## WORK REQUIRED
Wherever the line with "Detect handbag. Return" sits in the listing below, transcribe from it up to and including the line with "Detect backpack. Return", exactly, and leave the remaining lines out.

*** Opening of DATA PROVIDED ***

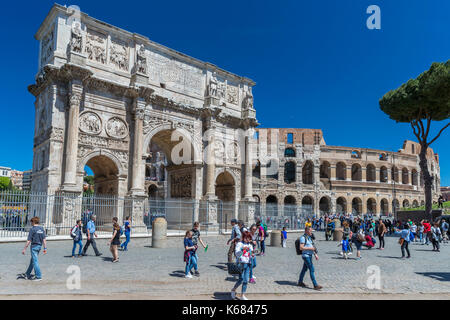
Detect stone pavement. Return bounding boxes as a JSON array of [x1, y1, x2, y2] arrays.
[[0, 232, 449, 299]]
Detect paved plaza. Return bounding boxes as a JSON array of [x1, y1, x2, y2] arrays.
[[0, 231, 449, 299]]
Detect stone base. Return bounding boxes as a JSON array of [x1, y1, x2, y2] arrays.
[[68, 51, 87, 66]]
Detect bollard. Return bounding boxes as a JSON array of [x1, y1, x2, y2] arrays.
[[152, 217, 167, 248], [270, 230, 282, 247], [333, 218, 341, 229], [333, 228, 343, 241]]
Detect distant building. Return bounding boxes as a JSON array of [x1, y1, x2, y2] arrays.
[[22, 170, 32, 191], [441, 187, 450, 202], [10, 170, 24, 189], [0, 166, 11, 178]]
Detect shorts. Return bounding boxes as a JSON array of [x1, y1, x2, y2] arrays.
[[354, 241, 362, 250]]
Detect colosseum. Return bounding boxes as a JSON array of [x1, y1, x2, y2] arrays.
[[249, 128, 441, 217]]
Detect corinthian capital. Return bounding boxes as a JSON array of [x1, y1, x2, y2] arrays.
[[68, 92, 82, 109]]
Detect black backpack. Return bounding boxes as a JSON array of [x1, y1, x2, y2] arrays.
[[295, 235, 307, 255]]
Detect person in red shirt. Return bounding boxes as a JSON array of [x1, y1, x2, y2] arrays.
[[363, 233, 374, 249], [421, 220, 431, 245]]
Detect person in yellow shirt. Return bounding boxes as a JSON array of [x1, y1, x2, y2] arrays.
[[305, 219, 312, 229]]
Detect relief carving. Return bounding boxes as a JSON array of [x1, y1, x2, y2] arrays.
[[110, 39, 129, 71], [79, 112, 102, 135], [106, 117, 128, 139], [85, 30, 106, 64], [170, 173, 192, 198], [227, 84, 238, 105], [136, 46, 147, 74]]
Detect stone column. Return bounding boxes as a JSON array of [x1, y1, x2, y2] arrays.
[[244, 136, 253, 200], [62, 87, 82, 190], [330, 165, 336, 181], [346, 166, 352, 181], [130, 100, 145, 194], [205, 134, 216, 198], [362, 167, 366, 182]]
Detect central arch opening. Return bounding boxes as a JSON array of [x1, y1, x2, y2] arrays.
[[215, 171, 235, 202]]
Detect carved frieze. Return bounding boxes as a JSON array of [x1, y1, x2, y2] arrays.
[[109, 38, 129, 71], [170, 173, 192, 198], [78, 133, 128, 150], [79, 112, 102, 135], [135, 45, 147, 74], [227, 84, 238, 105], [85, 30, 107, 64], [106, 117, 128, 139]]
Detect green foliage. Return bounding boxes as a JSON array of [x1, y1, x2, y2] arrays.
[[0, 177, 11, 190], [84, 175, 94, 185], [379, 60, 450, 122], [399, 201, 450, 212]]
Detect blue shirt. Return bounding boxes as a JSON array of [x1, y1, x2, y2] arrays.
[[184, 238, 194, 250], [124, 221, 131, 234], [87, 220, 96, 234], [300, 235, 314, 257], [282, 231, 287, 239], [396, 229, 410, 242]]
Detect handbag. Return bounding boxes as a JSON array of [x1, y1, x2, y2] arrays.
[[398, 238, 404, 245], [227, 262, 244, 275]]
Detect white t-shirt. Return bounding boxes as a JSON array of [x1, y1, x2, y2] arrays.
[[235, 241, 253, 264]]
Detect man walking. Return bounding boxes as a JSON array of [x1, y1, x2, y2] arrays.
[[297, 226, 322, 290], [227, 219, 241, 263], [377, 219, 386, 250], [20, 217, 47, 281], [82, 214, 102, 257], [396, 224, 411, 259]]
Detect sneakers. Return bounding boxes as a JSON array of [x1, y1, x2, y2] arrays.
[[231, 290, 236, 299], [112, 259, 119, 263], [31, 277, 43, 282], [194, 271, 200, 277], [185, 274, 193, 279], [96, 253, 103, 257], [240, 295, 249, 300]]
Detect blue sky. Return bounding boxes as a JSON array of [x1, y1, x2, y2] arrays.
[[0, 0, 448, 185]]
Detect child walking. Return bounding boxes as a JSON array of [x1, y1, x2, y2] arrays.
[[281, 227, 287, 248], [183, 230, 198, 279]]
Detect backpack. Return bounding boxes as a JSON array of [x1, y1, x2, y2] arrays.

*** Close of DATA PROVIDED ***
*** Opening of DATA PROVIDED ***

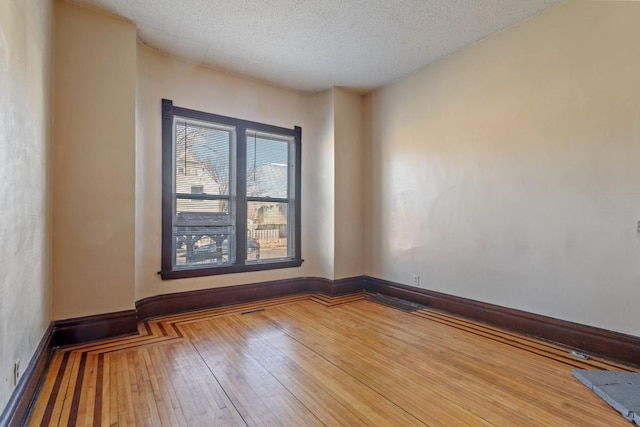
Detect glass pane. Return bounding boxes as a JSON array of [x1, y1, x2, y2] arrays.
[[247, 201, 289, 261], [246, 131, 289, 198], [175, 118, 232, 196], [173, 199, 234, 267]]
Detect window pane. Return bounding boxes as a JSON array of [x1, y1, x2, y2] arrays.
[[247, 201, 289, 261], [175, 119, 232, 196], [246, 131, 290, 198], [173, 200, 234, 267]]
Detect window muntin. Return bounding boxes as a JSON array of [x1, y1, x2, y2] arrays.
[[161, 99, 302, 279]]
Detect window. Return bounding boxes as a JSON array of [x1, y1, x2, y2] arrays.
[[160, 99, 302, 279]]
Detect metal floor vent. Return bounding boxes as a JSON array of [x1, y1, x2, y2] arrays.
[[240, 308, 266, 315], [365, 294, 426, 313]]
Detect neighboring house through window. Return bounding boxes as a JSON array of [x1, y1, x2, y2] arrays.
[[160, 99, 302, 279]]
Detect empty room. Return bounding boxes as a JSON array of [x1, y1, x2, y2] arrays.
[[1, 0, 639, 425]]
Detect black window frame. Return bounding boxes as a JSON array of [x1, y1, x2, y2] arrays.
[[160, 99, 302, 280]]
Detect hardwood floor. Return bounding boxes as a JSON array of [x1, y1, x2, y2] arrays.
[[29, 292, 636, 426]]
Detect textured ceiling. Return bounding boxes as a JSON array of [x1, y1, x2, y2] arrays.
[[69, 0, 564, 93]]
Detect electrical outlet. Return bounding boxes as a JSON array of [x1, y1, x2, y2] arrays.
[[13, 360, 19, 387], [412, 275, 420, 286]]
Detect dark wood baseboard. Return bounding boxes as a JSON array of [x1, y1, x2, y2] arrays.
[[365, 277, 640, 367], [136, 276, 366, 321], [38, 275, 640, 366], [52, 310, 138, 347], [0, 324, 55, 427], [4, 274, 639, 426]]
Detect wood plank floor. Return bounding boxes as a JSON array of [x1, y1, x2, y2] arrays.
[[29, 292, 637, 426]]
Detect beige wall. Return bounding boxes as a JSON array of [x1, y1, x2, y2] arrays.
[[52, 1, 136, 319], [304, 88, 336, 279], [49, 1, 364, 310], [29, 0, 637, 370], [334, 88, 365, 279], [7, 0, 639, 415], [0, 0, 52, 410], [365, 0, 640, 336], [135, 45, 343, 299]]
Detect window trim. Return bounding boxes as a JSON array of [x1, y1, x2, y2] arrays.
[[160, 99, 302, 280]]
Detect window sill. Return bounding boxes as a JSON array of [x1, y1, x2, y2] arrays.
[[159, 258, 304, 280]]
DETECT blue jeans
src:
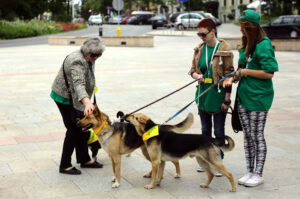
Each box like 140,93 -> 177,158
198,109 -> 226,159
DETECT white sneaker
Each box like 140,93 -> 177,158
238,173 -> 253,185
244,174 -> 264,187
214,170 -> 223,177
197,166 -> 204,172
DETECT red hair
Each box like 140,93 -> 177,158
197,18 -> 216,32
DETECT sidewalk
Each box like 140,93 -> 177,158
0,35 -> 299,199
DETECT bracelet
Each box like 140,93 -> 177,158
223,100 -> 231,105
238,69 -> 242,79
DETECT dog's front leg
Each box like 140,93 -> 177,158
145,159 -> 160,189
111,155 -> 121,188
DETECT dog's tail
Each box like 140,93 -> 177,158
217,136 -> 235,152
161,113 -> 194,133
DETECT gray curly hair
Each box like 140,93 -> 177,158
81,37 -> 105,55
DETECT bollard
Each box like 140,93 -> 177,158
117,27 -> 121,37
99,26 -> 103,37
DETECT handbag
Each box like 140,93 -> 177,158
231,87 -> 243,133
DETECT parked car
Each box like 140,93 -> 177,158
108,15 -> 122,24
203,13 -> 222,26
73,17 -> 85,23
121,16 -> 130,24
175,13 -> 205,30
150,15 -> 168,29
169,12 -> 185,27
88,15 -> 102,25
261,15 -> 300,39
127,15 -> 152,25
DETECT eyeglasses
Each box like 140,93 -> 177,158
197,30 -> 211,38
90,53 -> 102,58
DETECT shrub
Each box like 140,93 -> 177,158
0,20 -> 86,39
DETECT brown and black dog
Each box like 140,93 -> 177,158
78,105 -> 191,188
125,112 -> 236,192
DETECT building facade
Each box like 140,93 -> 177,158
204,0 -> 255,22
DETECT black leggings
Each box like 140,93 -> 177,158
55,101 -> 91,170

*** Close of DATA PROVIDED ***

## RESPONSE TO THE EXERCISE
Detect handbag. Return bounding boxes as a JSON array of [x1, y1, x2, y2] arrays.
[[398, 238, 404, 245], [227, 262, 244, 275]]
Detect white t-shirt. Return bounding boxes as a JSON array of [x1, y1, x2, y2] arrays.
[[235, 241, 253, 264]]
Detect man walking. Return bounding boxes as a JSON array of [x1, y1, x2, y2] arrays.
[[297, 226, 322, 290], [227, 219, 241, 263], [377, 219, 386, 250], [20, 217, 47, 281], [82, 214, 102, 257], [396, 224, 411, 259]]
Detect sneakers. Return bounding boxes as a JSON array of [x1, y1, x2, y2] arrays.
[[231, 290, 236, 299], [112, 259, 119, 263], [31, 277, 43, 282], [194, 271, 200, 277], [185, 274, 193, 279], [96, 253, 103, 257], [240, 295, 249, 300]]
Detect blue sky. Return bounding boxes as a JSON array of [x1, y1, x2, y2] arrays.
[[0, 0, 448, 185]]
Detect child walking. Return bounding boxes as a JSON array of [x1, y1, x2, y2] arrays.
[[281, 227, 287, 248], [183, 230, 198, 279]]
Detect backpack. Return bounding boxes as a JSON array of [x1, y1, x2, y2] arrays.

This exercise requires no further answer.